== Records supplied ==
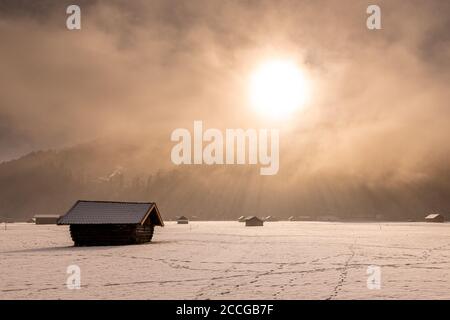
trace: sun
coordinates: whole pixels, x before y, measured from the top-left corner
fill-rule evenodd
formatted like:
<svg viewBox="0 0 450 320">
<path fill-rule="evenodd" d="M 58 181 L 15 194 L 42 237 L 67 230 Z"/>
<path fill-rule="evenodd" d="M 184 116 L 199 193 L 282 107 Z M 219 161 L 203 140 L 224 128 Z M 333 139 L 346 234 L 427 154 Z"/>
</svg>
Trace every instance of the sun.
<svg viewBox="0 0 450 320">
<path fill-rule="evenodd" d="M 250 103 L 261 115 L 284 119 L 301 108 L 307 98 L 304 74 L 291 60 L 263 63 L 251 75 Z"/>
</svg>

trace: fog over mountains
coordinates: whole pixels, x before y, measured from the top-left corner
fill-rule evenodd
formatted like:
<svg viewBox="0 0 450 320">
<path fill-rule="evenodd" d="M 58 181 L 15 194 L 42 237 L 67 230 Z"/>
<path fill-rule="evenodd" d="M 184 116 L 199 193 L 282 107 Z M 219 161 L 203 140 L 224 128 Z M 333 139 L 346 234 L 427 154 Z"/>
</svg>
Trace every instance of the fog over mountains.
<svg viewBox="0 0 450 320">
<path fill-rule="evenodd" d="M 261 176 L 255 166 L 180 166 L 168 151 L 95 141 L 40 151 L 0 165 L 0 216 L 24 221 L 63 214 L 78 199 L 156 201 L 166 219 L 177 215 L 234 220 L 240 215 L 333 215 L 342 219 L 422 219 L 449 212 L 450 175 L 433 179 L 368 182 L 364 177 L 283 170 Z M 438 178 L 439 177 L 439 178 Z"/>
</svg>

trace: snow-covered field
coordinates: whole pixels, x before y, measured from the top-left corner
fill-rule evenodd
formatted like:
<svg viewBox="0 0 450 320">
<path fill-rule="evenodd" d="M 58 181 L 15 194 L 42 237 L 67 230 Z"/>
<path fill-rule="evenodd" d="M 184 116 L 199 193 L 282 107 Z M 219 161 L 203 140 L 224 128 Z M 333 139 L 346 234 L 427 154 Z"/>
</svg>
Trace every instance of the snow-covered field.
<svg viewBox="0 0 450 320">
<path fill-rule="evenodd" d="M 149 244 L 90 248 L 9 224 L 0 257 L 0 299 L 450 299 L 450 224 L 168 222 Z"/>
</svg>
===
* _Exercise aim_: Only the text of the listing should be returned, exactly and in full; no image goes into the copy.

* _Response area_:
trace: sun
coordinates: whole pixels, x before y, measured from the top-left corner
fill-rule evenodd
formatted like:
<svg viewBox="0 0 450 320">
<path fill-rule="evenodd" d="M 58 181 L 15 194 L 42 237 L 67 230 Z"/>
<path fill-rule="evenodd" d="M 184 116 L 199 193 L 282 107 Z M 219 161 L 203 140 L 224 128 Z M 333 139 L 346 234 L 427 154 Z"/>
</svg>
Trace every instance of the sun.
<svg viewBox="0 0 450 320">
<path fill-rule="evenodd" d="M 250 103 L 261 115 L 284 119 L 301 108 L 307 98 L 304 74 L 291 60 L 263 63 L 251 75 Z"/>
</svg>

trace: fog over mountains
coordinates: whole pixels, x before y, measured from the top-left corner
fill-rule evenodd
formatted like:
<svg viewBox="0 0 450 320">
<path fill-rule="evenodd" d="M 58 181 L 15 194 L 42 237 L 67 230 Z"/>
<path fill-rule="evenodd" d="M 184 116 L 199 193 L 282 107 Z M 219 161 L 203 140 L 224 128 Z M 333 139 L 346 234 L 427 154 Z"/>
</svg>
Trace every instance of the fog over mountains.
<svg viewBox="0 0 450 320">
<path fill-rule="evenodd" d="M 261 176 L 255 166 L 180 166 L 168 151 L 95 141 L 40 151 L 0 165 L 0 216 L 24 221 L 63 214 L 78 199 L 156 201 L 166 219 L 177 215 L 234 220 L 240 215 L 333 215 L 342 219 L 422 219 L 449 212 L 450 175 L 433 179 L 368 182 L 364 177 L 283 170 Z M 438 178 L 439 177 L 439 178 Z"/>
</svg>

trace: snow-covered field
coordinates: whole pixels, x before y, measured from the top-left corner
fill-rule evenodd
formatted like:
<svg viewBox="0 0 450 320">
<path fill-rule="evenodd" d="M 58 181 L 15 194 L 42 237 L 67 230 Z"/>
<path fill-rule="evenodd" d="M 184 116 L 199 193 L 282 107 Z M 219 161 L 203 140 L 224 128 Z M 333 139 L 346 234 L 427 154 Z"/>
</svg>
Trace every instance of the snow-covered field.
<svg viewBox="0 0 450 320">
<path fill-rule="evenodd" d="M 149 244 L 90 248 L 9 224 L 0 257 L 0 299 L 450 299 L 450 224 L 168 222 Z"/>
</svg>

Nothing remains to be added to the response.